### How to complete this task
Write how many lines in the records below include the string "instance". No other text should be given.

─── Data shown ───

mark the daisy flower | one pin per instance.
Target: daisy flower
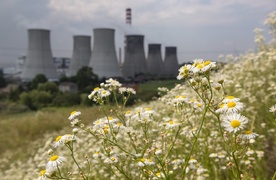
(273, 109)
(55, 162)
(247, 135)
(74, 115)
(230, 98)
(43, 174)
(230, 107)
(234, 122)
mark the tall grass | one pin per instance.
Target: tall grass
(213, 125)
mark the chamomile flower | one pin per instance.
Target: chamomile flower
(230, 107)
(248, 135)
(273, 109)
(43, 174)
(229, 99)
(171, 123)
(184, 71)
(74, 115)
(55, 162)
(234, 122)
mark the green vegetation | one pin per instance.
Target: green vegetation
(215, 125)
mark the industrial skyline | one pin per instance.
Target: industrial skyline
(200, 29)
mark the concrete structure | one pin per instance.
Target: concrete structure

───

### Response to this exercise
6